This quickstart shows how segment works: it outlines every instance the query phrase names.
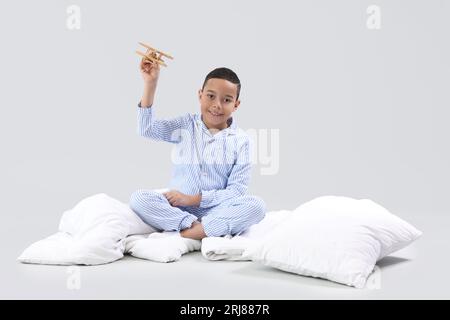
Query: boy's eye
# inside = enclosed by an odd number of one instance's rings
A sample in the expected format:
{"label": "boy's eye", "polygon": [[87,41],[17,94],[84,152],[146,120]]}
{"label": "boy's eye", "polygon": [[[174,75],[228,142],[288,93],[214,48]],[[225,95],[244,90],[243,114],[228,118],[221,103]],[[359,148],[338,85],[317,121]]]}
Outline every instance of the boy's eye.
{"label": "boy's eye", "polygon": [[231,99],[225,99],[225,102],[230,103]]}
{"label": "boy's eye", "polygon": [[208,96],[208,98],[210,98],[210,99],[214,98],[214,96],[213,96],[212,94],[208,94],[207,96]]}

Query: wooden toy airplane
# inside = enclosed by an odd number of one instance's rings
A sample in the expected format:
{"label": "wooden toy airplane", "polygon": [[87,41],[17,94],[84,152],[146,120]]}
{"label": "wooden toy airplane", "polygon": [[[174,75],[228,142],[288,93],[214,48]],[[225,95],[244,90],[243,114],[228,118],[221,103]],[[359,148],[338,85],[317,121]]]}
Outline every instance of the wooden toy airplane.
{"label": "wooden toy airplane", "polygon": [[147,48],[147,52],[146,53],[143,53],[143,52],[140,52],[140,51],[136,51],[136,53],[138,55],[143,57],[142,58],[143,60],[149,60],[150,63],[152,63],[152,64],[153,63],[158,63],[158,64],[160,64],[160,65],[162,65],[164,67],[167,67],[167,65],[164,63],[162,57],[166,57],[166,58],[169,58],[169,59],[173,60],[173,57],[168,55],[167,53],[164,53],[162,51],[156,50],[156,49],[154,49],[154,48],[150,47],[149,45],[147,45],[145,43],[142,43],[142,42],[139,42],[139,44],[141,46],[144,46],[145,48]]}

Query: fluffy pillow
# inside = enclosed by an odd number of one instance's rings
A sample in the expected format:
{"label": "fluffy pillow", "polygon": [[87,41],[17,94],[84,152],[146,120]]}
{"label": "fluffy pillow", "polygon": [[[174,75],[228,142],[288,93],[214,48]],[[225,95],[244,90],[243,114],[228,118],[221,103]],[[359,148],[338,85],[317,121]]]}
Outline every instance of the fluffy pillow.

#### [Your objective]
Each entry gets copied exactly; the pictures stay out.

#### [Answer for this exercise]
This quickstart shows how segment works: it outlines every instance the query phrase names.
Query: boy's eye
# inside = enclosed by an odd number of one instance's rings
A sample in the expected format:
{"label": "boy's eye", "polygon": [[87,41],[17,94],[84,152],[146,120]]}
{"label": "boy's eye", "polygon": [[[174,75],[228,142],[288,93],[214,48]],[[225,95],[244,90],[243,114],[228,118],[221,103]],[[359,148],[338,85],[317,121]]]}
Outline every instance of the boy's eye.
{"label": "boy's eye", "polygon": [[231,99],[225,99],[225,102],[230,103]]}
{"label": "boy's eye", "polygon": [[208,96],[208,98],[210,98],[210,99],[214,98],[214,96],[213,96],[212,94],[208,94],[207,96]]}

Query: wooden toy airplane
# inside = enclosed by an odd number of one instance's rings
A sample in the expected format:
{"label": "wooden toy airplane", "polygon": [[87,41],[17,94],[84,152],[146,120]]}
{"label": "wooden toy airplane", "polygon": [[[174,75],[228,142],[288,93],[214,48]],[[225,95],[244,90],[243,114],[228,118],[221,103]],[[359,148],[338,85],[317,121]]]}
Outline every instance of the wooden toy airplane.
{"label": "wooden toy airplane", "polygon": [[147,48],[147,52],[146,53],[143,53],[143,52],[140,52],[140,51],[136,51],[136,53],[138,55],[143,57],[142,58],[143,60],[149,60],[150,63],[152,63],[152,64],[153,63],[158,63],[158,64],[160,64],[160,65],[162,65],[164,67],[167,67],[167,65],[164,63],[162,57],[166,57],[166,58],[169,58],[169,59],[173,60],[173,57],[168,55],[167,53],[164,53],[162,51],[156,50],[156,49],[154,49],[154,48],[150,47],[149,45],[147,45],[145,43],[142,43],[142,42],[139,42],[139,44],[141,46],[144,46],[145,48]]}

Query: fluffy pillow
# inside = enclosed by an odd number of one instance's rings
A sample in the expected format:
{"label": "fluffy pillow", "polygon": [[87,41],[17,94],[84,152],[146,120]]}
{"label": "fluffy pillow", "polygon": [[[174,75],[228,142],[288,93],[214,48]],[[225,95],[244,90],[243,114],[228,118],[221,103]],[[359,148],[338,85],[317,121]]]}
Outline every instance of the fluffy pillow.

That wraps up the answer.